> [Request] Report every line of the data below that contains the word "handle", copying each line in full.

> [Entries]

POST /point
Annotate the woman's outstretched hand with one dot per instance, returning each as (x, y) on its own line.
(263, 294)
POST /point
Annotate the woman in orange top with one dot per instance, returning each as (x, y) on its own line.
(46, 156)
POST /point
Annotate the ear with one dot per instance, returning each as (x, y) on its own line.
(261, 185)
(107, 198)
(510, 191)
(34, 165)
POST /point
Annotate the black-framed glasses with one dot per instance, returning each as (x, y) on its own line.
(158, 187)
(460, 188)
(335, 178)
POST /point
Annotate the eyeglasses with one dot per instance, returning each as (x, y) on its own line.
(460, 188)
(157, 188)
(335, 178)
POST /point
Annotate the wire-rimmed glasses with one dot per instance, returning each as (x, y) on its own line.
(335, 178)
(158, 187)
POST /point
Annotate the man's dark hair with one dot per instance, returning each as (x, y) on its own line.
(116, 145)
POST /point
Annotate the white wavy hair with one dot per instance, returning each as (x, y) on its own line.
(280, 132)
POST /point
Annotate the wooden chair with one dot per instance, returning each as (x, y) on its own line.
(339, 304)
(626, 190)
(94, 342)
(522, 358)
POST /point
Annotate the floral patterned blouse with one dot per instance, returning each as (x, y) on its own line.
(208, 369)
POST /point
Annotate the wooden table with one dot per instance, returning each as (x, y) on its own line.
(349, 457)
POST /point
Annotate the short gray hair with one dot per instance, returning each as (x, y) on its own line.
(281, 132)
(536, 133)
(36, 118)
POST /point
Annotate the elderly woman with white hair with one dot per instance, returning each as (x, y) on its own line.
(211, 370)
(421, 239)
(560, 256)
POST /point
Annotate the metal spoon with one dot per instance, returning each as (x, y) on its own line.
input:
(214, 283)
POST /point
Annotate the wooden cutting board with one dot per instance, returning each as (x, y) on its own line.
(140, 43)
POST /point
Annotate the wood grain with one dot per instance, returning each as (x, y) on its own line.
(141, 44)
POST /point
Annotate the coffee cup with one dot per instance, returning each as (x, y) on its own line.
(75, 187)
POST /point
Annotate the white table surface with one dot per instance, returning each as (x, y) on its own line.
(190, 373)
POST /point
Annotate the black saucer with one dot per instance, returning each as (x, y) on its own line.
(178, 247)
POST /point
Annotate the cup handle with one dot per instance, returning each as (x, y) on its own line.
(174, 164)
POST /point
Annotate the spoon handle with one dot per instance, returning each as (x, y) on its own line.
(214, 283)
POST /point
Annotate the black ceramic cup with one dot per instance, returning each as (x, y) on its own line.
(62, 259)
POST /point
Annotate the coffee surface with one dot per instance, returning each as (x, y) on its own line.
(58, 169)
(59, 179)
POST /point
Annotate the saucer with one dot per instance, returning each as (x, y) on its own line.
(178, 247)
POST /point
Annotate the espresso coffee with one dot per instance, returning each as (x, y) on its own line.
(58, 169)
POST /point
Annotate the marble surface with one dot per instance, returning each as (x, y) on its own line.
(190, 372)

> [Answer to this task]
Annotate the cup handle with one dot per instance, returning each as (x, y) on its own line.
Annotate the spoon handle with one dot per instance, returning each as (x, y) on its own line.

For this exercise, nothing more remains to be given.